Brief A:
Answer these questions about the Haskell tutorial below. Mark your answers (i), (ii) and (iii).
(i) What formula does the tutorial give for the fuel needed by one module?
(ii) What does the tutorial say map returns, as opposed to a list comprehension?
(iii) What happens to a Haskell function that calls an impure function?
Brief B:
Continue the Haskell tutorial below, starting after its last sentence.

Passage:
........

An AoC Intro to Haskell - Day 1, Part 1

Last updated 2020-04-10

Back to AoC Intro to Haskell Index

Intro

Day1, Part1 is very straightforward. We need to calculate the total fuel requirement to launch a series of modules, where the requirement for one module is:

fuel = max(mass // 3 - 2, 0)

Where mass is the mass of the module and // is floor division (rounding down). We take the max of the result versus zero to ensure we don't get a negative fuel value.

The best we can do here is O(n), as we need to do the calculation of each module. The input is the module weights, line-separated:

104451
112406
109733
...

Iterative Approach

A naive iterative approach, using Python 3 as an example, assuming our input has already been read into an array of integers called ipt (input is a builtin func in Python 3):

total = 0

for i in ipt:
    total += max(i // 3 - 2, 0)

Functional (Python) Approach

We can convert the above to a semi-functional approach while still using Python. This will help inform our pure functional Haskell solution:

total = sum(map(lambda i: max(i // 3 - 2, 0), ipt))

I've used map here instead of a list comprehension because map returns a generator while a list comprehension produces a list. Not a huge performance gain, but the laziness better simulates Haskell (more on that later).

Haskell: Reading in the File

The first thing I'm going to do is make the problem more complicated than it is treated above. File I/O in Python is old hat, so I omitted it, but I/O in Haskell is interesting. This is because Haskell is pure, and I/O is decidedly not.

Practically, Haskell functions are separated into pure and impure. Pure ones are ones that are mathematical, deterministic, don't have side-effects, and always return something (technically only the side-effects part is necessary though). Having these properties is fantastic from a programming perspective, as it allows all sorts of great assumptions about correctness and optimizations.

Impure functions are ones that have side-effects, can break, are possibly nondeterministic. I/O falls into this category. Therefore, any function in Haskell that uses I/O is automatically impure. If a function calls an impure function, it also becomes impure. The impurity "spreads", so it encourages the programmer to keep their impure functions separate from their pure functions as much as possible.

........

Given information:
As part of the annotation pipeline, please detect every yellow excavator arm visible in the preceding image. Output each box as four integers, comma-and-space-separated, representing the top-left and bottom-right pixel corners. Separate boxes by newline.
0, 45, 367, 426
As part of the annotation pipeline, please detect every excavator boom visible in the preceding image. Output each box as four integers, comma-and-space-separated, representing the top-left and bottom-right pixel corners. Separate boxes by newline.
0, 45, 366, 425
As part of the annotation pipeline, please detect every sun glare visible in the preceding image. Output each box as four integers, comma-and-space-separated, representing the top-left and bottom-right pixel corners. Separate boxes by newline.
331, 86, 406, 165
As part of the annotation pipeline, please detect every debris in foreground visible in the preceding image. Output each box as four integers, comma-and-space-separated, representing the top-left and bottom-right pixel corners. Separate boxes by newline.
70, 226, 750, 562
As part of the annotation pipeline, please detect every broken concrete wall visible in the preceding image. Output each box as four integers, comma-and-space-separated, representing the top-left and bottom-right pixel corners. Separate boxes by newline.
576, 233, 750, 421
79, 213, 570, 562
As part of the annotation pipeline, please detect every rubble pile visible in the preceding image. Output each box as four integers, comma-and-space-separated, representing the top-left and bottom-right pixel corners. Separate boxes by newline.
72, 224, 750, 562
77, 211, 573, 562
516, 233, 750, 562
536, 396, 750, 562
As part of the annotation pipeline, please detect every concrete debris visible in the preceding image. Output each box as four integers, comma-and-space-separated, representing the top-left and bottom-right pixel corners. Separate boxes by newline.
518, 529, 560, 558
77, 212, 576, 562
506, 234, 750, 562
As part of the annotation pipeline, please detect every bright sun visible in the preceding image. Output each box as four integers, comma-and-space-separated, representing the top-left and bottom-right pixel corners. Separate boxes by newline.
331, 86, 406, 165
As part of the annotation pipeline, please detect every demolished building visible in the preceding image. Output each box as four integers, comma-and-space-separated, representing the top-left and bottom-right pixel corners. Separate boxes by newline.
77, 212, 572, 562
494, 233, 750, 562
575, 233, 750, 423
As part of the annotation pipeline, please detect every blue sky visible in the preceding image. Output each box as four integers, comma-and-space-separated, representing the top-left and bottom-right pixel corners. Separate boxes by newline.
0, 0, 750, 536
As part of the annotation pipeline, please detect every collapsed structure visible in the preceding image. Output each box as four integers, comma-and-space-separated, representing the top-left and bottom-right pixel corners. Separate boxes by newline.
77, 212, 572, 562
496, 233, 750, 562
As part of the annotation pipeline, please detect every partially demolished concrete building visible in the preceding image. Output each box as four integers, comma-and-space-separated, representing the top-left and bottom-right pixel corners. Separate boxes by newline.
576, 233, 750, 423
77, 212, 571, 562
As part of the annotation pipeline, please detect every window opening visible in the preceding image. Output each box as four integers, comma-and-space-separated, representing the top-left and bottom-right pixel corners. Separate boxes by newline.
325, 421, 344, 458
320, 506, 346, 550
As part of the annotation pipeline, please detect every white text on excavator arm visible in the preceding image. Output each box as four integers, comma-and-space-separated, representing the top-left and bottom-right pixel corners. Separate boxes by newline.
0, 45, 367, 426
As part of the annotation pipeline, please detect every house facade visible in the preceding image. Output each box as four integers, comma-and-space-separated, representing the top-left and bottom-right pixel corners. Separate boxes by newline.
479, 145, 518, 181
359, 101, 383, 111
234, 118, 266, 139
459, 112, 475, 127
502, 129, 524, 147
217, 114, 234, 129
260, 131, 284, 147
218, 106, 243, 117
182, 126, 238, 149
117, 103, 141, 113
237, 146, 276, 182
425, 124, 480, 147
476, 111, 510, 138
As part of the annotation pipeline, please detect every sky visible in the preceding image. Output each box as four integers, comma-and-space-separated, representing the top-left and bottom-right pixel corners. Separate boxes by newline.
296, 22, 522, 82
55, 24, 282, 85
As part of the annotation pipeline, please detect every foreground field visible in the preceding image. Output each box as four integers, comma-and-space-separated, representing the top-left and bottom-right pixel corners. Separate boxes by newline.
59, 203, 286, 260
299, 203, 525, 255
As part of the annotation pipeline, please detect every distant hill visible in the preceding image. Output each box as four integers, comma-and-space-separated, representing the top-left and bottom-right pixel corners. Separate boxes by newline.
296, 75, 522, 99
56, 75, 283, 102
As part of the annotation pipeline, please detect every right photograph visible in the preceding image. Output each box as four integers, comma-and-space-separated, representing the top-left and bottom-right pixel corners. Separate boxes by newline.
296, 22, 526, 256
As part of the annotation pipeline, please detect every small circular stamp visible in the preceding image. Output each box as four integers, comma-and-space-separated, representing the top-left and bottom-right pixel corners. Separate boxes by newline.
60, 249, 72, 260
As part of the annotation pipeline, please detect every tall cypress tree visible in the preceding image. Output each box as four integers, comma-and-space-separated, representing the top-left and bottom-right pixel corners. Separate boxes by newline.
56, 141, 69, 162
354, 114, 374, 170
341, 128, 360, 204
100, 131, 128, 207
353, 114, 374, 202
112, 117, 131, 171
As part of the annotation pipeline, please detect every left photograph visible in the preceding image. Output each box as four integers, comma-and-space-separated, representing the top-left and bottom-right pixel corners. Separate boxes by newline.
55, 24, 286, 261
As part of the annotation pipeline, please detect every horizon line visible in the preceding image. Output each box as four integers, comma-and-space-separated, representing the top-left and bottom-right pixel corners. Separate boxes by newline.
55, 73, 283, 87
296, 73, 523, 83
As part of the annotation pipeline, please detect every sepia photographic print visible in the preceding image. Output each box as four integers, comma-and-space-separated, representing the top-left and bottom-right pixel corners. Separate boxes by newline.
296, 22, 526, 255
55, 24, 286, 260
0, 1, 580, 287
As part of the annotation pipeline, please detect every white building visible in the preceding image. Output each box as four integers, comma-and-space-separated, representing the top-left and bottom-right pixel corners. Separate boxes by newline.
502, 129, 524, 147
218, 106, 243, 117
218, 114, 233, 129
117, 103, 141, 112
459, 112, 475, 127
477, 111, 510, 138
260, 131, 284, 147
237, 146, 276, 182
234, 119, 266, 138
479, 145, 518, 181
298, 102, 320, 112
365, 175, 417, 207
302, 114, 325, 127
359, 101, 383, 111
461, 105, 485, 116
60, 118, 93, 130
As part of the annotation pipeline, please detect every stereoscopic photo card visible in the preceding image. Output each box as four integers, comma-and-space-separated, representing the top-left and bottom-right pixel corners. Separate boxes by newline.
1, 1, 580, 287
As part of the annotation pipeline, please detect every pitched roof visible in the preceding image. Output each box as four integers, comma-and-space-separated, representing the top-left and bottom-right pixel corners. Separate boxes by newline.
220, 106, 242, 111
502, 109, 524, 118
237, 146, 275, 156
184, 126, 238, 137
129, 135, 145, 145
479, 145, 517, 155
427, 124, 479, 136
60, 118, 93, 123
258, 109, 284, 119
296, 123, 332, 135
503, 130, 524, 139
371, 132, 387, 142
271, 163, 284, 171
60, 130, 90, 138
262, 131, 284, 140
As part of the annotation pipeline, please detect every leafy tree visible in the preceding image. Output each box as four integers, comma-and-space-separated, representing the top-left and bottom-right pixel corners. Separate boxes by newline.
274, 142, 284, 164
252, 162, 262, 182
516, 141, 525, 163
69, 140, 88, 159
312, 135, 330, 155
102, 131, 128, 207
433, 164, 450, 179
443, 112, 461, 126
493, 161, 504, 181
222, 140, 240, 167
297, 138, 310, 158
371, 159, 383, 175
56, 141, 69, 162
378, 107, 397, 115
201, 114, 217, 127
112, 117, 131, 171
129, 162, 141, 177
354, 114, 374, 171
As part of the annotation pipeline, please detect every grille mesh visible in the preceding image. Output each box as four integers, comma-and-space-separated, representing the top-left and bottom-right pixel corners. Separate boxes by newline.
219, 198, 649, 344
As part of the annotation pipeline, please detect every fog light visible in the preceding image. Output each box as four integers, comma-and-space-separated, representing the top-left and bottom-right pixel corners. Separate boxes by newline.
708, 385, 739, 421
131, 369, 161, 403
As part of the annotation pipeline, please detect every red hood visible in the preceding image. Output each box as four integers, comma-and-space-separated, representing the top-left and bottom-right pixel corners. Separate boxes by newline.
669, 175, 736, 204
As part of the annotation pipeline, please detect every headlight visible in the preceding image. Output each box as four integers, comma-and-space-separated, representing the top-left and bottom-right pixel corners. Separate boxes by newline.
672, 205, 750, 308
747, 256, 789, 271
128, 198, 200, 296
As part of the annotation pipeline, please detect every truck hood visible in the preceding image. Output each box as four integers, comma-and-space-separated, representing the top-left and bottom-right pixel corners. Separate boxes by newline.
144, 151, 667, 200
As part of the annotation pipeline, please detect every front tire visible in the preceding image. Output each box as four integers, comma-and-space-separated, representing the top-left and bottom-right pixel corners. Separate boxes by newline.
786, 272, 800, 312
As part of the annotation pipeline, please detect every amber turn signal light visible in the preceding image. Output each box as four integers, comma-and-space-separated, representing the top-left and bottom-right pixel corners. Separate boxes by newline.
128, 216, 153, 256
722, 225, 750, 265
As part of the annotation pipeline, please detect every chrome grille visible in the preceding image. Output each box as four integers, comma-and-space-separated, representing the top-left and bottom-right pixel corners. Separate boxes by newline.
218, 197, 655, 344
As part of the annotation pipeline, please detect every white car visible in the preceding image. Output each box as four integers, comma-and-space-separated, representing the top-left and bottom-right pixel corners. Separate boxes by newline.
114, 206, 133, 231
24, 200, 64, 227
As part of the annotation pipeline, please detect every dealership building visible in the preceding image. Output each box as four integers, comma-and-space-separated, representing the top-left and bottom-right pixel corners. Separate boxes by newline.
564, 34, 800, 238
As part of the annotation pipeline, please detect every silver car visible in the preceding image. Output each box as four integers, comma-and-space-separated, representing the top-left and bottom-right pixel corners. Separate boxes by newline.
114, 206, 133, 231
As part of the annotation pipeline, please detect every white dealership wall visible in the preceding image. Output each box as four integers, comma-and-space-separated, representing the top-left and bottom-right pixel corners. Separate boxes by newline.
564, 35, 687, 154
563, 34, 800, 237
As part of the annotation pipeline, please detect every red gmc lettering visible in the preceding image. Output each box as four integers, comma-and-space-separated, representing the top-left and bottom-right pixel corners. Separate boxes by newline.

........

Right answer A:
(i) fuel = max(mass // 3 - 2, 0)
(ii) A generator, while a list comprehension produces a list.
(iii) It also becomes impure.

Right answer B:
Every Haskell program has a main function, which is decidedly impure, as, at the very first, it reads arguments from standard input.

Enough manifesto – let's read a file:

main = do
    rawInput <- readFile "input.txt" -- Read input file to String

In main, we want to do three things:

  1. Read the input file (above)
  2. Parse it to a list of integer module weights
  3. Calculate the sum of the fuel values for those integers

We use the do keyword because we want to do multiple things in which the order is important.

The above accomplishes step 1. readFile has the function signature FilePath -> IO String. The IO part of IO String tells us that this is an "I/O monad" containing a String. We can talk more about monads later, but in this case, simply think of it as a wrapper that may contain a String or may contain an IOError. Functions are called by simply listing the name, then the arguments space-separated: myFunc arg1 arg2 arg3.

<- optimistically unwraps the IO String to get at the String underneath, then binds it to the variable rawInput. If there was an I/O error, this is where it would crash.

Anything that starts with -- is a comment.

So now we have a variable bound to a String, which contains our entire input file (we don't really have this, on account of laziness, but shush for now).

Haskell: Parsing the String

Time for step 2 – we need to turn our String into a list of integers.

(Warning: I'm going to be doing the rest of this in a very obtuse way all within the main function. This is because I can illustrate the most concepts that way in the smallest amount of space.)

Let's (proactive pun) add another line to our main:

main = do
    rawInput <- readFile "input.txt"
    -- Parse the String to a list of Ints
    let input = [read i :: Int | i <- lines rawInput] in
        -- TODO

Looks weird, yeah? Here's the breakdown:

lines is a function with a signature String -> [String]. That is, it takes a String and produces a list of Strings by splitting the original String on newline characters.

Constructs of the form [myFunc x | x <- myList] are list comprehensions. Just like Python's comprehension, it takes a list to the right of the <- and an operation to the left of the | and applies the operation to each list item (bound to x) to produce a new list (just like map). The above in Python would look like [myFunc(x) for x in myList].

In the Python 3 version of this, I used map to attempt laziness via a Python generator. In Haskell, pretty much everything is lazy by default, and this applies to list comprehension.

read i :: Int is a typecast, in a way. read is a funny Haskell function with the signature Read a => String -> a which means "given a type, a that is part of the Read typeclass (can be parsed), attempt to parse the given String to that type." Wordy, but more simply, "try to parse this String to an Int" in this concrete case.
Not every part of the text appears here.